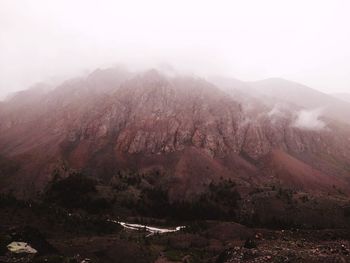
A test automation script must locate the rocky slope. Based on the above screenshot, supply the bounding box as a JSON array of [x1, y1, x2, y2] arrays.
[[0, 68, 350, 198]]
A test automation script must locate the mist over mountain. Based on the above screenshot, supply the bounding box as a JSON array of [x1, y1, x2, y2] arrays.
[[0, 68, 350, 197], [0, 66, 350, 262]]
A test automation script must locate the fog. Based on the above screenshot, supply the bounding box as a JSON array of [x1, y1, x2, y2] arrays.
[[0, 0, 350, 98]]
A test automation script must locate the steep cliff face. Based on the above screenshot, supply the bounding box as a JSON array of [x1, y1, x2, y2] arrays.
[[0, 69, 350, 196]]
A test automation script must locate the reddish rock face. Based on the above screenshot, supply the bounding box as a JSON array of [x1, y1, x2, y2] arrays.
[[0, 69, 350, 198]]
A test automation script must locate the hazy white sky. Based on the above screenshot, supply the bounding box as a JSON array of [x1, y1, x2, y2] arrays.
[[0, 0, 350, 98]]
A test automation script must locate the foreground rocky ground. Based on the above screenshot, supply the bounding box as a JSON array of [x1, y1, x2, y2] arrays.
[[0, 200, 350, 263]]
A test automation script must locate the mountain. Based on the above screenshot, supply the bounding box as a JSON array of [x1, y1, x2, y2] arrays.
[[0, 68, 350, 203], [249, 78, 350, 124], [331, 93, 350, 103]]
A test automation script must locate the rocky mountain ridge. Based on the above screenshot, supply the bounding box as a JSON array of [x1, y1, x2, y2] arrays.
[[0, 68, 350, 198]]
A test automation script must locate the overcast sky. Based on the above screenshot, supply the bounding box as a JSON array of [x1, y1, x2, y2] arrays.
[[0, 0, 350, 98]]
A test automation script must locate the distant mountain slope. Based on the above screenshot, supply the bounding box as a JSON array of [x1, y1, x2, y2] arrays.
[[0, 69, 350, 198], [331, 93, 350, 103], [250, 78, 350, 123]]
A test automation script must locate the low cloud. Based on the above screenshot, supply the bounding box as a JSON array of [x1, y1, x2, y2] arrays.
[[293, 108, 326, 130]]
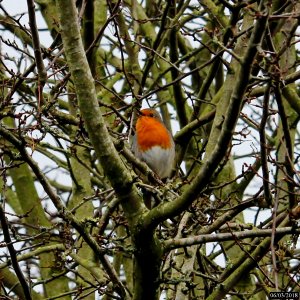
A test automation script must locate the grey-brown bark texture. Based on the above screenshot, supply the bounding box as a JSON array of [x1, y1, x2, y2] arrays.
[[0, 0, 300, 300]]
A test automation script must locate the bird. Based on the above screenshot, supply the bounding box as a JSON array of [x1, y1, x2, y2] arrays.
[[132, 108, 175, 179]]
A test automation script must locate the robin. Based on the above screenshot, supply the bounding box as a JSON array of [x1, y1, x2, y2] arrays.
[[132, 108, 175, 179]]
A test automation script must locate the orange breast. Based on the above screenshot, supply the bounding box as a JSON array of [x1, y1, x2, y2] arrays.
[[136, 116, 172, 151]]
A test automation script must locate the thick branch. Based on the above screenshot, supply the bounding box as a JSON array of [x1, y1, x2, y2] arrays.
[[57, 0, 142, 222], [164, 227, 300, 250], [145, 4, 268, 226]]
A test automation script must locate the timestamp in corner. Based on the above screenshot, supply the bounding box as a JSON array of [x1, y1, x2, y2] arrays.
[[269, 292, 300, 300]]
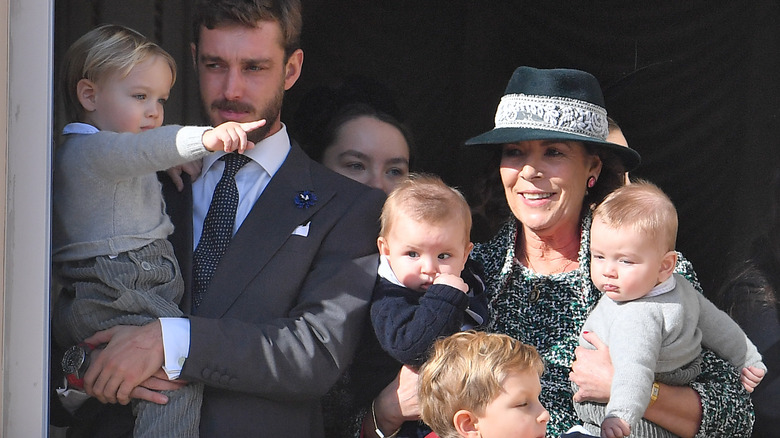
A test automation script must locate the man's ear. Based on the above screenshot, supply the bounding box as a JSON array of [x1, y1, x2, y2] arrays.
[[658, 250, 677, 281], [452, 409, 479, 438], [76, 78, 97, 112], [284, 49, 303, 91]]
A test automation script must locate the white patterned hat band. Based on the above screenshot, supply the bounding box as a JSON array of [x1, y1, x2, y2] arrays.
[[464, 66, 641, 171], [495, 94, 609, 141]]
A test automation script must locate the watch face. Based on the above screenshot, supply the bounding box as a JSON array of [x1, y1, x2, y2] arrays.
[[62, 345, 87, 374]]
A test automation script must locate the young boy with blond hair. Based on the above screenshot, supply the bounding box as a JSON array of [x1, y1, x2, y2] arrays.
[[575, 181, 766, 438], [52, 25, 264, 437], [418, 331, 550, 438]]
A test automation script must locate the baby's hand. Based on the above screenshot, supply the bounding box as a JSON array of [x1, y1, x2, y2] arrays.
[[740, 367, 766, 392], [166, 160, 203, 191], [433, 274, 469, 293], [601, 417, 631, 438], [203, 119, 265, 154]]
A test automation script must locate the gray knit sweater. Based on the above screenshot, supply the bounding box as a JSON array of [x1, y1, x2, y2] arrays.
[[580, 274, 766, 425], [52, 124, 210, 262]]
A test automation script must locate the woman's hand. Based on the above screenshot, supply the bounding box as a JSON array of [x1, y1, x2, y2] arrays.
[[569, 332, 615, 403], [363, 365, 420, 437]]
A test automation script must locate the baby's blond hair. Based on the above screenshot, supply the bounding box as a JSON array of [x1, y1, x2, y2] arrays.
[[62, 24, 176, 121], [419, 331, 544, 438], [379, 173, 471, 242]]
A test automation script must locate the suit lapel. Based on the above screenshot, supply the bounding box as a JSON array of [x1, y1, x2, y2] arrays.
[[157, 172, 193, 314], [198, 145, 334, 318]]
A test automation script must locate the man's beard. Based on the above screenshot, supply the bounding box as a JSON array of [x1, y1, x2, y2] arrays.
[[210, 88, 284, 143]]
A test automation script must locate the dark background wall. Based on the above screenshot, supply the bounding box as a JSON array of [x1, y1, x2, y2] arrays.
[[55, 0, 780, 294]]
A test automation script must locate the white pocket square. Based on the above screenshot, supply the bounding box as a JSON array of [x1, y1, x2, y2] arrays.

════════

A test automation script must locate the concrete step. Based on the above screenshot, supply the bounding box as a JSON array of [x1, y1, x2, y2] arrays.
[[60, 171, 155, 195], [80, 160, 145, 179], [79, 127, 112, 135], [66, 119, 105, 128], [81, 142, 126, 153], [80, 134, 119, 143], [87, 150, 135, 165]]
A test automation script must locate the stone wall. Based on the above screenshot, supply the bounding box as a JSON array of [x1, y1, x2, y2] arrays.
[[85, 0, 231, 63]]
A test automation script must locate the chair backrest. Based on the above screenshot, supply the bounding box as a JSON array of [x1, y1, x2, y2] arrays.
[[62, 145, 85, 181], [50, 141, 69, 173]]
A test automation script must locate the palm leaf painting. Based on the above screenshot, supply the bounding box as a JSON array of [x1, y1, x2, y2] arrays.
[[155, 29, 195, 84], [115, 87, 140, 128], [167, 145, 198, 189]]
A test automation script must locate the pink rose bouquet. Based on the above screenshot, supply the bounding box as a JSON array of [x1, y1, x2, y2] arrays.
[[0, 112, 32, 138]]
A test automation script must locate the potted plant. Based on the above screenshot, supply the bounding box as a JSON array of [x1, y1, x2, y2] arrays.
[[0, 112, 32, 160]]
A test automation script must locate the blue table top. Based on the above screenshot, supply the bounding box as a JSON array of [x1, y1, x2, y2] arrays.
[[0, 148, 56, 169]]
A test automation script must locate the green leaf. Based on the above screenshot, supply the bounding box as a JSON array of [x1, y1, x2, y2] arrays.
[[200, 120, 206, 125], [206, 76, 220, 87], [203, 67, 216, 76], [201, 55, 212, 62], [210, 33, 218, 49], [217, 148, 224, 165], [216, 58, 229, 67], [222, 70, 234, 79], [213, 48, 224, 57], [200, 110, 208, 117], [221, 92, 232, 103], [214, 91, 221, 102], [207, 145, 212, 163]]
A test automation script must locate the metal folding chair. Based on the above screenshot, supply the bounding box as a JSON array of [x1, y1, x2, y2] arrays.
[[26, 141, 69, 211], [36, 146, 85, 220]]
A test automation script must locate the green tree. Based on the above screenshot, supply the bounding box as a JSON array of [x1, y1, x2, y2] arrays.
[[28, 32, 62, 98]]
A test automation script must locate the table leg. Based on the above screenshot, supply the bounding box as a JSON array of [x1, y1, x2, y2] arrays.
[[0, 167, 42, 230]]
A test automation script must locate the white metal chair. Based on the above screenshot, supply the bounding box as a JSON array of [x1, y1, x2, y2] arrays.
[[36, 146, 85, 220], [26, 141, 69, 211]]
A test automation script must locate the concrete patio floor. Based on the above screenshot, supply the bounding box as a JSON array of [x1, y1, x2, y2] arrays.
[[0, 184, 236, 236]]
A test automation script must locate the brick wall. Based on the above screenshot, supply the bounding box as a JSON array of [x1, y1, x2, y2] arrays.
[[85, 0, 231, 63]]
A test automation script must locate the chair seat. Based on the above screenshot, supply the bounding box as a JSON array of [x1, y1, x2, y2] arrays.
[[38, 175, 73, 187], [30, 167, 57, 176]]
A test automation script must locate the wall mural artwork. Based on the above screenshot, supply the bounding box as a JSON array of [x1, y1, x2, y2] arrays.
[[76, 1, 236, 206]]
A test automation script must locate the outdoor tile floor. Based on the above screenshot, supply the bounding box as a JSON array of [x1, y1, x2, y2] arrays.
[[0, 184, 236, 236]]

════════

=== STATED TASK ===
How many lines in the rows above contain the string "watch"? Case counts. Reply with the number alone.

=== TASK OUTPUT ===
1